● **Set exercise**
Word for word, restate every line of the material.
○ ○ ○ ○ ○
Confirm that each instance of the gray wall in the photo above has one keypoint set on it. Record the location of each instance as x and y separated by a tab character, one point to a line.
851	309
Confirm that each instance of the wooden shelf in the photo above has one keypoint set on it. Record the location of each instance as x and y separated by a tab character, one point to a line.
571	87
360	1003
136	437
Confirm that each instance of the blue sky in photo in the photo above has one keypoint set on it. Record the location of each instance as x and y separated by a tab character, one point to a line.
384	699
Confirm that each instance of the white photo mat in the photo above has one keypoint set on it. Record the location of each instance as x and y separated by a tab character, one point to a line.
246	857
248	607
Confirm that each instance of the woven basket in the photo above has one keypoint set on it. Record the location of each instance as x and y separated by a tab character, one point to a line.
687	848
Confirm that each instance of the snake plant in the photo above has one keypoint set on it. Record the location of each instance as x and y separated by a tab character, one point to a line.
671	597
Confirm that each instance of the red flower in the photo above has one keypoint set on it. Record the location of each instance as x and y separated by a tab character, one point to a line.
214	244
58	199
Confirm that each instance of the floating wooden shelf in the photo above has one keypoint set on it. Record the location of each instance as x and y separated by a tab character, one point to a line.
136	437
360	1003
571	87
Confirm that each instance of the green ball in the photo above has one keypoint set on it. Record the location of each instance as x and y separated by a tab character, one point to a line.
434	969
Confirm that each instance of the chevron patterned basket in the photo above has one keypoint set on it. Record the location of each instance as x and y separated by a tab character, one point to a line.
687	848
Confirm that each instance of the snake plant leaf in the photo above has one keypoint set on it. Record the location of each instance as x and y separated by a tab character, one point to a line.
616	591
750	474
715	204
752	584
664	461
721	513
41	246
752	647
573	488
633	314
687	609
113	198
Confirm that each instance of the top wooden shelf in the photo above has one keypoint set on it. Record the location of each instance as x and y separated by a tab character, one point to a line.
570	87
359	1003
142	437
○ ○ ○ ○ ○
● **Written solution**
Confirm that each instance of the gray wall in the photo above has one keypoint set on it. Record the location of each instance as x and y separated by a tab character, one point to a line.
851	309
Confirm that each instance of the wooden shelf in the photo above has one keypoint set on it. Record the location of each instance as x and y separated by a tab character, one point to a line.
571	87
360	1003
136	437
Confirm that each instance of the blue sky in photo in the photo above has one keypoint set on it. Record the location of each instance as x and y separated by a tab character, one point to a line.
384	699
Confirm that each instance of the white photo mat in the photo above has one keypoint set on it. Record the location of each instance as x and y separated by a tab character, one point to a line.
246	857
248	607
Confirm that each instance of the woven basket in the photo above has one keypoint set on it. Record the location of each instance as x and y separated by a tab character, one point to a line.
687	848
Confirm that each instance of the snake plant in the photo above has one keypoint set on it. Record the location of each instance as x and y separated by a tab character, one point to a line.
671	597
Confirm that each instance of the red flower in the photo above has one keypoint set on it. Record the location of each instance as x and y separated by a tab character, one point to a line.
214	244
58	199
Confirm that each instance of the floating wooden shelf in the photo above has one keypoint set on it. Record the location of each instance as x and y separated by a tab character, one point to a line.
136	437
360	1003
571	87
Confirm that each instance of the green ball in the photo above has one keypoint set on it. Record the location of each instance as x and y separated by a tab character, one point to a line.
434	969
Confirm that each instance of the chevron patterned basket in the photo above has one keypoint set on it. Record the location of each instance as x and y separated by a tab character, one point to a line.
687	848
Confirm that each instance of the snake plant leaf in the photo above has one keypoint set on it. Record the location of each instance as x and y separated by a tab character, one point to a line.
616	591
750	474
715	204
752	584
664	461
721	513
41	246
752	647
573	488
633	314
687	609
113	198
Confirm that each instance of the top wooden shelf in the photo above has one keypoint set on it. Record the location of each instance as x and y separated by a tab character, one point to a line.
570	87
359	1003
142	437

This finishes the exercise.